→ TASK INSTRUCTIONS: Leaving out all pictures, return the records word for word.

→ INPUT RECORDS:
Content starts
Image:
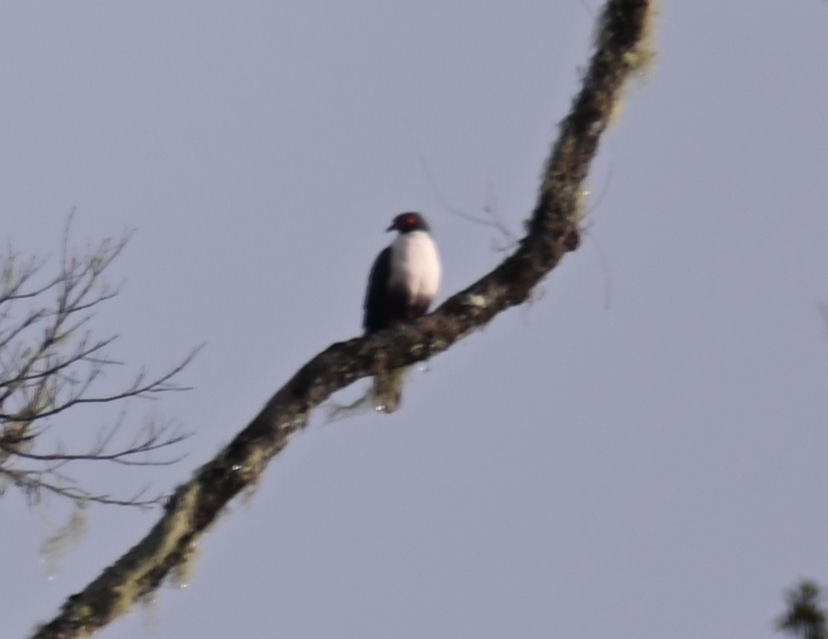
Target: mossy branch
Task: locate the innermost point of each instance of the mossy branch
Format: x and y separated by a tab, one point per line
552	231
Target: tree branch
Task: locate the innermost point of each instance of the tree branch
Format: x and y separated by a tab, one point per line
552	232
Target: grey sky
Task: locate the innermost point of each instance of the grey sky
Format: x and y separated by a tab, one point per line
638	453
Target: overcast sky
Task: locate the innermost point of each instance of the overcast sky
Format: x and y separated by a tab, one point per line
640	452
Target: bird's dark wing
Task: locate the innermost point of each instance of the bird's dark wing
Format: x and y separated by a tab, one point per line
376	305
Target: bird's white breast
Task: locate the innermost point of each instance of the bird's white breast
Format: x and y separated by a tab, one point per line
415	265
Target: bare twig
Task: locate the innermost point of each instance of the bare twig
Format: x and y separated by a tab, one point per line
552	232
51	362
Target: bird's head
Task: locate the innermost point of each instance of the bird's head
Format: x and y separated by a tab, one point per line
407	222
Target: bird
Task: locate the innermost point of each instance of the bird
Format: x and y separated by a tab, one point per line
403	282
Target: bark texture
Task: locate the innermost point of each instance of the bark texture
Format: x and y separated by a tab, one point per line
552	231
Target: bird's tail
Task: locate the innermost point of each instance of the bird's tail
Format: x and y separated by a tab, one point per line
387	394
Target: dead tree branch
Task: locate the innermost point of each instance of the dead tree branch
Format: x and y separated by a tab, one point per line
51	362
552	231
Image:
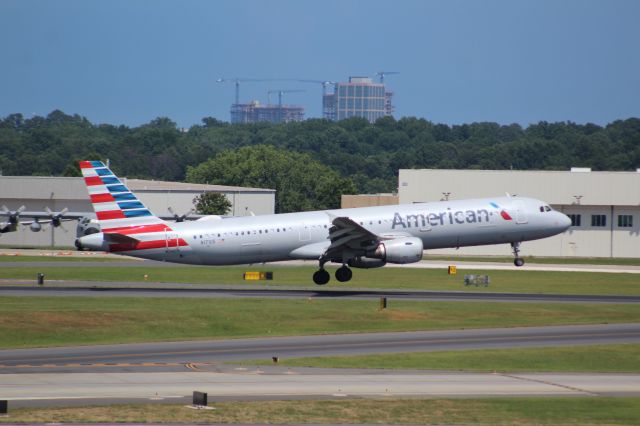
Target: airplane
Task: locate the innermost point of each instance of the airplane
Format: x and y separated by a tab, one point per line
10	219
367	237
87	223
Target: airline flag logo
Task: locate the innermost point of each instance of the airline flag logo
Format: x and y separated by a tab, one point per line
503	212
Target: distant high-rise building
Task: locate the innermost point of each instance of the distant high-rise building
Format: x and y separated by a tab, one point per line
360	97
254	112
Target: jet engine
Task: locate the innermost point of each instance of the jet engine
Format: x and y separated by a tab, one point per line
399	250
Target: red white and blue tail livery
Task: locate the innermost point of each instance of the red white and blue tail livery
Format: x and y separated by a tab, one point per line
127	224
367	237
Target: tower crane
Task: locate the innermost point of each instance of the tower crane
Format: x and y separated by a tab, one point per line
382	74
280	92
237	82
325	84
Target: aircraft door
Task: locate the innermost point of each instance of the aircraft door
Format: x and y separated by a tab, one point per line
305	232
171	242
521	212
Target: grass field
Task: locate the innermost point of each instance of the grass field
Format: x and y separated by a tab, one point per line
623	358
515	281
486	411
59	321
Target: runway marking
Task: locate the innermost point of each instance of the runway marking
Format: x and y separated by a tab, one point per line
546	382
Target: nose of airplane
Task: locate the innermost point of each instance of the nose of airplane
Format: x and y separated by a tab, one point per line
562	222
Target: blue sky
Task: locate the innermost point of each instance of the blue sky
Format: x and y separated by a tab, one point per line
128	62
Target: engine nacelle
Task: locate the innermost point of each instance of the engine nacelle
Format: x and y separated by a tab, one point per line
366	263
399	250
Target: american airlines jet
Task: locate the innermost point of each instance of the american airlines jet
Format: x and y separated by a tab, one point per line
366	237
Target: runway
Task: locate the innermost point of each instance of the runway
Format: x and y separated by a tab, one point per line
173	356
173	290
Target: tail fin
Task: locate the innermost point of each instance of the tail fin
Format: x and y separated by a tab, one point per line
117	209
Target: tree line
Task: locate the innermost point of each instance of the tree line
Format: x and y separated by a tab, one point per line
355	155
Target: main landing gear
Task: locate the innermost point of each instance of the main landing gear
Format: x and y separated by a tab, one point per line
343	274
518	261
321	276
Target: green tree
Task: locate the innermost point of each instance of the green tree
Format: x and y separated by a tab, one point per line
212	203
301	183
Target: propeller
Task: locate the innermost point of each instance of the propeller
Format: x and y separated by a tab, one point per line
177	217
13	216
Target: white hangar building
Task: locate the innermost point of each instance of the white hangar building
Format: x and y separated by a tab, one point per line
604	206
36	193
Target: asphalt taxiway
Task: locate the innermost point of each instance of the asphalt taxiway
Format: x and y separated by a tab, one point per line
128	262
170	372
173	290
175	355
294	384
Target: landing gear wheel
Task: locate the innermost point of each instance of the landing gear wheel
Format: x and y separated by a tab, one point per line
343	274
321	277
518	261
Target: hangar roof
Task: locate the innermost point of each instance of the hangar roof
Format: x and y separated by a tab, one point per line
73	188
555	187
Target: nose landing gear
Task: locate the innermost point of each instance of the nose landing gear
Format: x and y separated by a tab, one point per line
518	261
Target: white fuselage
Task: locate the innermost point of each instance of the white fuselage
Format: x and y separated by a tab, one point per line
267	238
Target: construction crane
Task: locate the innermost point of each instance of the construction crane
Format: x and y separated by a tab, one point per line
Content ends
→ ANSWER FOR THE TASK:
Image:
Target: mossy branch
Task: locate the innermost point of each instance of the mossy branch
Format: x and y separated by a tab, one point per line
552	231
Target: tree branch
Task: locate the innermost point of each instance of the tree branch
Format: x and y separated by a tab, one point per line
552	232
Target: grey sky
Task: locate the innermost point of each instance of the grey sky
Format: x and y separated by a tab, one point per line
638	453
Target: overcast sky
Task: locate the innermost point of each instance of the overcast sky
Format: x and y separated by a tab, one point per line
640	452
Target: bird's dark wing
Task: locate the innermost point of each instance of the bird's dark wing
Format: x and y separated by a tab, one point per line
376	305
Target: bird's white breast
Task: locate the innermost point of each instance of the bird's white breast
Format: x and y separated by a tab, one point per line
415	265
Target: bare twig
Task: locate the innermost point of each instance of the bare twig
Format: x and y separated by a tab, one point per line
552	232
51	362
Target: bird's head
Task: locate the innermost point of each instance of the bird's head
Format: x and y separated by a tab, one point per line
407	222
Target: bird
Task: locate the innermost point of each instance of the bird
Format: x and y separated by a tab, one point per line
403	282
Target: bark texture
Task: locate the innermost point of each instance of the bark texture
Format: x and y separated by a tab, one point per line
552	231
Target: bird's tail
Task: locate the innermost point of each instance of the bird's tail
Format: x and y separated by a tab, one point per line
387	394
Target: dead tree branch
Task: locate the innermost point of each instance of the dead tree branch
Format: x and y separated by a tab, one point per line
51	362
552	231
Image:
Target: airplane
Task: locate the innermost point of each instance of the airplane
Format: x and y separated by a tab, one point per line
10	219
367	237
87	223
Target: airline flag logo
Task: locate the innermost point of each instance of the airline flag logo
Format: x and y separated by a tab, one point per line
503	212
Target: distant high-rise building
Task: locate the innermost point of each instance of the distant high-rise building
Format: x and y separated by a tab, one point per line
360	97
254	112
Target: jet engine
Task: locate the innermost point of each instance of the jet engine
Format: x and y separated by a tab, one point per line
399	250
Target: red white and blue tail livery
Task: locate the innermost point of each instance of the red white and blue tail livery
Format: x and y separated by a tab, one point per line
127	224
367	237
Target: tower crane
Task: locate the innermost point of each instance of the tower crane
Format: x and y separated by a tab, one point per line
382	74
280	92
237	82
325	84
Target: aircraft door
Task: locate the innermost point of each instance of the aircraft door
Format: x and y separated by a tab, one point per line
305	232
171	242
521	212
Target: grass field
Task: locate the innermost point of each instance of the grass field
Format: x and y separated by a tab, one point per line
623	358
515	281
486	411
59	321
Target: runway marking
Task: locate the innermost point of each instance of the runway marking
Format: x and y separated by a tab, one point per line
546	382
Target: nose of airplane
Task: locate the innermost point of each instance of the nose of airplane
Format: x and y separated by a tab, one point per line
562	222
Target: blue sky
Task: locate the innermost point of each instance of the blue sky
Format: x and y separated by a tab, one point per line
128	62
Target: engine nacelle
Task: locate the innermost point of each instance of the engine nacelle
Format: x and y separated by a tab, one point per line
366	263
399	250
Target: american airlines jet
Task: locate the innermost point of each instance of the american airlines jet
Format: x and y separated by a tab, one point per line
366	237
Target: runway
Task: locate the innermost point of each instance of the runway
Format: x and y separated by a tab, one point per line
173	356
173	290
Target: tail fin
Task: locate the innermost point of each instance of the tail fin
Format: x and y separated by a tab, one point per line
117	209
Target: tree line
Task: locate the innermost point of each instance of the tree line
Format: x and y separated by a tab, one point per line
355	155
Target: main landing gear
Task: locate the innermost point of each instance of the main landing gear
Format: x and y separated by a tab, one point per line
343	274
518	261
321	276
Target: green tree
Task: locate the innermost point of each instance of the green tree
Format: x and y separated by a tab, one point per line
212	203
301	183
Target: propeller
Task: locate the innermost point of each instance of the propeller
Format: x and y separated by a tab, one point per line
177	217
13	216
Target: white hangar building
Task: locate the innermost point of each instance of the white hangar building
Format: x and y separated by a tab, one point per line
604	206
36	193
Target: asphalt taxiway
Task: locate the innermost point of each instance of the asphalt taxiway
Format: x and y separated by a tab, one point per line
128	262
170	372
173	290
175	355
294	384
Target: landing gear wheel
Task: locate the innermost point of each instance of the landing gear wheel
Format: x and y separated by a tab, one point per line
343	274
321	277
518	261
Target: hangar roof
Task: locate the innermost point of each instance of the hangar roof
Format: x and y separated by a tab, one point per line
73	188
555	187
Target: nose landing gear
Task: locate the innermost point of each instance of the nose landing gear
Format: x and y separated by a tab, one point per line
518	261
Target: white fuselage
Task: locate the innermost point of each instance of the white fuselage
Format: x and y separated by a tab, one point per line
267	238
Target: construction crane
Task: locate the innermost point of each instance of the construction crane
Format: x and y separated by a tab, one point per line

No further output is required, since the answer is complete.